§ **Directions for this task**
Count the lines in the records below that contain the string "Target", and reply with that number alone.

------ Dataset entries ------

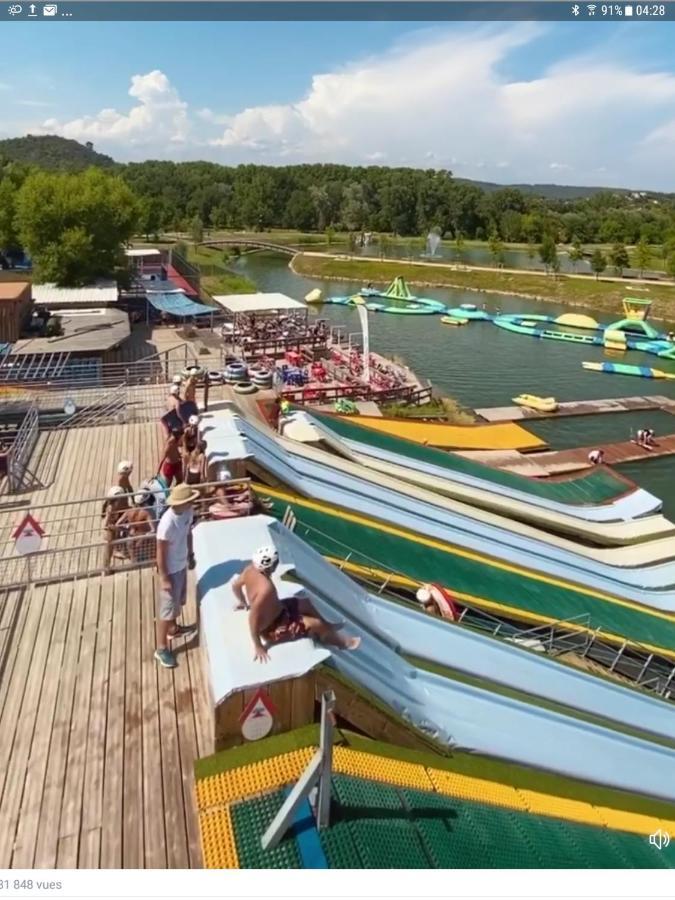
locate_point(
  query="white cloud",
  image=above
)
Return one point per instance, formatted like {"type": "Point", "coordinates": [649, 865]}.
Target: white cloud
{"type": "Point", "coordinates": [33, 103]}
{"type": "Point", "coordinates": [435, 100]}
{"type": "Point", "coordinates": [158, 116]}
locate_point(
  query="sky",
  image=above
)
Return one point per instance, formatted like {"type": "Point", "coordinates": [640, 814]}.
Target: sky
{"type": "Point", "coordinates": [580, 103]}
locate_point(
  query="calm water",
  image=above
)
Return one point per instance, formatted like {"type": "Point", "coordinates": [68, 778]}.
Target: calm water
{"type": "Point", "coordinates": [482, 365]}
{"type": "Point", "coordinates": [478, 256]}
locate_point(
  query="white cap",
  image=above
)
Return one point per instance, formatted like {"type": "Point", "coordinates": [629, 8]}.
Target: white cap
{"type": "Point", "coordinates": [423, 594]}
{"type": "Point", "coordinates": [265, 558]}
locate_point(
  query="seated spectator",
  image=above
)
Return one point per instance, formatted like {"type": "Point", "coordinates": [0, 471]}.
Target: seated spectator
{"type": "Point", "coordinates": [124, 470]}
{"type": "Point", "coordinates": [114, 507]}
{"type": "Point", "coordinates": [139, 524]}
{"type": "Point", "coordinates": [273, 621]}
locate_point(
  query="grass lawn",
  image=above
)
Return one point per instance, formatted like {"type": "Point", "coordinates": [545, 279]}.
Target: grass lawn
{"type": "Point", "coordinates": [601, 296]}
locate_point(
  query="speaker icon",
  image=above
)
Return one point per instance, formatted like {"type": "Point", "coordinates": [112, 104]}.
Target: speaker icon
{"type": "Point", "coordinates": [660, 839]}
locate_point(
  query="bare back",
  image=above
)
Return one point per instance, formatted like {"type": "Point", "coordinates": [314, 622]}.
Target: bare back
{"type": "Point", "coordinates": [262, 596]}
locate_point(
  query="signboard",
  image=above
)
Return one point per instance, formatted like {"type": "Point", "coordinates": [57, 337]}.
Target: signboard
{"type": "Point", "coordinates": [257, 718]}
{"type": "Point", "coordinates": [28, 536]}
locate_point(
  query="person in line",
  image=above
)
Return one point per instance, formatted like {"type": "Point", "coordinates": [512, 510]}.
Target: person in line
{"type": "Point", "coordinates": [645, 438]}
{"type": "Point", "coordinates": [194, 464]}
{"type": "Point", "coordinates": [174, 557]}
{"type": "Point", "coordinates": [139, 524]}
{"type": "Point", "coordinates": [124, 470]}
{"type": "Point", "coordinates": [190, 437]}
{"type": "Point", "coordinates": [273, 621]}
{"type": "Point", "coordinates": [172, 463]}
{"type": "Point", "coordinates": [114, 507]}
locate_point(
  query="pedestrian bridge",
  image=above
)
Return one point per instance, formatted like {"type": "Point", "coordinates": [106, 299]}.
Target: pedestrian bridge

------

§ **The response**
11